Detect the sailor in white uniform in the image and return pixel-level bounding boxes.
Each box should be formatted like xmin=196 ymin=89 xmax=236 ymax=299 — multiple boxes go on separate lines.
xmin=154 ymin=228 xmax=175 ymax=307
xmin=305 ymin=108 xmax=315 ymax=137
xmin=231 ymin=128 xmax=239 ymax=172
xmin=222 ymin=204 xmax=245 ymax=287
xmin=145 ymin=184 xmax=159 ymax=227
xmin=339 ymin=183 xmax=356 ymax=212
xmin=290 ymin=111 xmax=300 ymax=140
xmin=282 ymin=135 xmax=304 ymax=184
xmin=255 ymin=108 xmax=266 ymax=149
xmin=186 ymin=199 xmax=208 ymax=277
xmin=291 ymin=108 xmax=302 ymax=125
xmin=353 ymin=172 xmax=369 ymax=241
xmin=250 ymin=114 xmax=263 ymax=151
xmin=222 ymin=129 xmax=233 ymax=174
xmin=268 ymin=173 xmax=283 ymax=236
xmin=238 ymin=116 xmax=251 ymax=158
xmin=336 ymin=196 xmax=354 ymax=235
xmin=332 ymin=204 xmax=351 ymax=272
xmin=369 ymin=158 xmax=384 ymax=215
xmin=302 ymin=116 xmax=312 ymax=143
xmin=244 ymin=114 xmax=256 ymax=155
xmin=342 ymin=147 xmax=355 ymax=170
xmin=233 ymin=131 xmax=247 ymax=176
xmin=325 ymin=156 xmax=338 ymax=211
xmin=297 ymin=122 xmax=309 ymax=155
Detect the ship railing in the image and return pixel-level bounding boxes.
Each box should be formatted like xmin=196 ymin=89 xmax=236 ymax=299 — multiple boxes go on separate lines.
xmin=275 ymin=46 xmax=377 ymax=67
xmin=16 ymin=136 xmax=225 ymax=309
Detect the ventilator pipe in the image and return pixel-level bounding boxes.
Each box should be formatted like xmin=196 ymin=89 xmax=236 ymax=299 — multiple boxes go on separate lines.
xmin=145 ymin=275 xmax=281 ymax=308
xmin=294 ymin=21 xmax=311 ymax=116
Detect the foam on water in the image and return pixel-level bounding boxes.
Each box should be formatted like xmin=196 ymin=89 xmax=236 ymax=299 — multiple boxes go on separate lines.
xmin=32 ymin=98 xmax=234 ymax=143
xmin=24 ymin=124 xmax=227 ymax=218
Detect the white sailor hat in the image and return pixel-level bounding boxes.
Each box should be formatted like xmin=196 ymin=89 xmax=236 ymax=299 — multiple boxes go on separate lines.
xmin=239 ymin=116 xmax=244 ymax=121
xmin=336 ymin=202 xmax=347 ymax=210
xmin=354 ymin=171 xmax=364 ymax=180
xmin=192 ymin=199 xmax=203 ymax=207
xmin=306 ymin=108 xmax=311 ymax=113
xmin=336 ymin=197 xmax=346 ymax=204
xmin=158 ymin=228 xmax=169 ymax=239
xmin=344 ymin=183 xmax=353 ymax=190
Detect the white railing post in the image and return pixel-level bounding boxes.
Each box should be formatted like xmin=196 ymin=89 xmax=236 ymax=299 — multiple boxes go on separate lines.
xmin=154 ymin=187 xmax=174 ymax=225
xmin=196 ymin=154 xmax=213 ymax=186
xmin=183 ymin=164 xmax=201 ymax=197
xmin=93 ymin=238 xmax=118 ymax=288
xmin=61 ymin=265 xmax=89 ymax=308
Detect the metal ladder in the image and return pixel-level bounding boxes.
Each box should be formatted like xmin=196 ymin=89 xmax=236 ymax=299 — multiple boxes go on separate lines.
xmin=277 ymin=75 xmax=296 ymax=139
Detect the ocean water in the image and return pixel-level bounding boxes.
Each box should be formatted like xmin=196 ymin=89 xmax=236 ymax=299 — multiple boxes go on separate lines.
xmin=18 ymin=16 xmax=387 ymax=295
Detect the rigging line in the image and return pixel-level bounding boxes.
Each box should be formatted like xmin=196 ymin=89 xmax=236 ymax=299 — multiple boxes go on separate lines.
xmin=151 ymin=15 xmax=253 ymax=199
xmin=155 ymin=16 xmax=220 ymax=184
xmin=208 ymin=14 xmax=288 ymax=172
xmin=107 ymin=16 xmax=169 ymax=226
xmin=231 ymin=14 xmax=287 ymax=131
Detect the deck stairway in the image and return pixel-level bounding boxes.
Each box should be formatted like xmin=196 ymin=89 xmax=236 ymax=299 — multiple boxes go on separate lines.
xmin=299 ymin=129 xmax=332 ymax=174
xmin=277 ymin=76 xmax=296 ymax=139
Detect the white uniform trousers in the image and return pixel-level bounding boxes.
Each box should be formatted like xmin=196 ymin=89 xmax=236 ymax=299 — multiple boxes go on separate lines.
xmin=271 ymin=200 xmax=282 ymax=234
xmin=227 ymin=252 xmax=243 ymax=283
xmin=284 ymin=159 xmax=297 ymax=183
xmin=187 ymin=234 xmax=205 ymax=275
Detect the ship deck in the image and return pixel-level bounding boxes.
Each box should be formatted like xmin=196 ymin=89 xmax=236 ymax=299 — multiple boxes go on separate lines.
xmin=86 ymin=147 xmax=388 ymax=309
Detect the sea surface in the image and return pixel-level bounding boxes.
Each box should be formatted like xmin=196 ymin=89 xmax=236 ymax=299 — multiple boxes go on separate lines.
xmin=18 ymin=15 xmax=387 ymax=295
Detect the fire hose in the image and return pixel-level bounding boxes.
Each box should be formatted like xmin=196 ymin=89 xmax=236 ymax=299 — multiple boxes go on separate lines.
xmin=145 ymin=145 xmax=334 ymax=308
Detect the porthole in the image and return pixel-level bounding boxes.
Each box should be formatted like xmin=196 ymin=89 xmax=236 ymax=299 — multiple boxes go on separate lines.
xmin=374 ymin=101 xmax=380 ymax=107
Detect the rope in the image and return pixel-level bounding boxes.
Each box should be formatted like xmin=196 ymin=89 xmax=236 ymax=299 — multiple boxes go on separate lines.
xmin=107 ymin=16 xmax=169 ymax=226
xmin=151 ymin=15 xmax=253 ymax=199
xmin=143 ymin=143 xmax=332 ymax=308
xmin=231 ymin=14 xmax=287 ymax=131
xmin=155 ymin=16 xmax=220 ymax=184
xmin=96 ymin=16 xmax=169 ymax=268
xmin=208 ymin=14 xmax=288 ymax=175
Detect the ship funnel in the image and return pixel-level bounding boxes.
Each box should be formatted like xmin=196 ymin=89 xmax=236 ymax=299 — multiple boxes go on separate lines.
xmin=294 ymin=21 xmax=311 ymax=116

=-=-=-=-=

Task prompt: Filter the records above for "water" and copy every matching line.

Task answer:
Detect the foam on water in the image and return pixel-level bounding boxes.
Detect the ocean water in the image and return pixel-level bounding boxes.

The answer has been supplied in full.